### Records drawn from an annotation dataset
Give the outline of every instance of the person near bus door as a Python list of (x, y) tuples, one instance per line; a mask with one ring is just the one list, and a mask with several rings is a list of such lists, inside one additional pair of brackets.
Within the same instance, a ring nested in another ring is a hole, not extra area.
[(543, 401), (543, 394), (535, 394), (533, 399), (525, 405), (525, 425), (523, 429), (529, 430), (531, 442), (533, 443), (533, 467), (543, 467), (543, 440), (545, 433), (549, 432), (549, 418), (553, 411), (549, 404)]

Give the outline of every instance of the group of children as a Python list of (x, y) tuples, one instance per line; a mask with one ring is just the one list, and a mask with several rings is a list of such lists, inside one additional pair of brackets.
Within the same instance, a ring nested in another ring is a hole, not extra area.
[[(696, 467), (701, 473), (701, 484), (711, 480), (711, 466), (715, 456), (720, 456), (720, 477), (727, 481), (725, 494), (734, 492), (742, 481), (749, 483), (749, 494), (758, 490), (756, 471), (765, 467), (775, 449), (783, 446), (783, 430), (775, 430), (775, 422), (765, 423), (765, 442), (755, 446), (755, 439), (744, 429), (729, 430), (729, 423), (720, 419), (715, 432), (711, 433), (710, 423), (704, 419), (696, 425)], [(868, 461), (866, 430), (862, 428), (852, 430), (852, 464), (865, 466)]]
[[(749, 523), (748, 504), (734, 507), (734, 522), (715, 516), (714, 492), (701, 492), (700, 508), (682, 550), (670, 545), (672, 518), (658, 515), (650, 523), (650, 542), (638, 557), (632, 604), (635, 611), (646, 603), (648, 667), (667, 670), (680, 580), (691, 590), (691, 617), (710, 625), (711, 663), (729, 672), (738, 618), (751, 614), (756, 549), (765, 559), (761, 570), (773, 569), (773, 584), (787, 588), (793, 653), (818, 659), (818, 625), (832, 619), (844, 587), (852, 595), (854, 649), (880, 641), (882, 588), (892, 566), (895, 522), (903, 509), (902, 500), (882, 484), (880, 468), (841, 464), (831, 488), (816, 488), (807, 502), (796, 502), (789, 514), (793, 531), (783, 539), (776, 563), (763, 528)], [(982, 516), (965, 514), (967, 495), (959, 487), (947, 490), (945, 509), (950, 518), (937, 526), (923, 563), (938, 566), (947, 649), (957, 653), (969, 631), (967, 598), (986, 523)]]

### TASK DETAILS
Lay out the lines above as a Markdown table with two columns, Row and Line, numbering each row and leaving out any blank lines.

### TASK SOLUTION
| Row | Line |
|---|---|
| 1 | Give the outline of every instance of the person near bus door as a Python list of (x, y) tuples, one instance per line; a mask with one ring is just the one list, and a mask with several rings is a list of such lists, inside one additional pair of brackets. |
| 2 | Within the same instance, a ring nested in another ring is a hole, not extra area. |
| 3 | [(543, 401), (543, 394), (535, 394), (533, 399), (525, 405), (525, 425), (523, 429), (529, 430), (531, 442), (533, 443), (533, 467), (543, 467), (543, 440), (545, 433), (549, 432), (549, 418), (553, 411), (549, 404)] |
| 4 | Give the outline of every instance of the group of children as a Python list of (x, y) tuples, one instance per line; a mask with one ring is just the one list, and a mask with several rings is a list of such lists, inside one additional pair of brackets. |
| 5 | Within the same instance, a ring nested in another ring is a hole, not extra area. |
| 6 | [[(696, 467), (701, 473), (701, 484), (711, 480), (711, 466), (715, 456), (720, 456), (720, 477), (727, 481), (725, 494), (734, 492), (742, 481), (749, 483), (749, 494), (758, 490), (756, 471), (765, 467), (775, 449), (783, 446), (783, 430), (775, 430), (775, 422), (765, 423), (765, 442), (755, 446), (755, 439), (744, 429), (729, 430), (729, 423), (720, 419), (715, 432), (711, 433), (710, 423), (704, 419), (696, 425)], [(868, 461), (866, 430), (862, 428), (852, 430), (852, 464), (865, 466)]] |
| 7 | [[(749, 523), (748, 504), (734, 507), (734, 522), (715, 516), (714, 492), (701, 492), (700, 508), (682, 550), (670, 545), (672, 518), (658, 515), (650, 523), (650, 542), (638, 557), (632, 604), (635, 611), (646, 603), (648, 667), (667, 670), (680, 580), (691, 590), (691, 617), (710, 625), (711, 663), (729, 672), (738, 618), (751, 614), (756, 549), (765, 559), (761, 570), (773, 569), (773, 584), (787, 588), (793, 653), (818, 659), (818, 625), (832, 619), (844, 587), (852, 595), (854, 649), (880, 641), (882, 588), (892, 566), (895, 522), (903, 509), (902, 500), (882, 484), (880, 468), (841, 464), (831, 488), (816, 488), (807, 502), (796, 502), (789, 514), (793, 531), (783, 539), (776, 563), (763, 528)], [(982, 516), (965, 514), (967, 495), (959, 487), (947, 490), (945, 509), (950, 518), (937, 526), (923, 563), (938, 566), (947, 649), (957, 653), (969, 631), (967, 598), (986, 523)]] |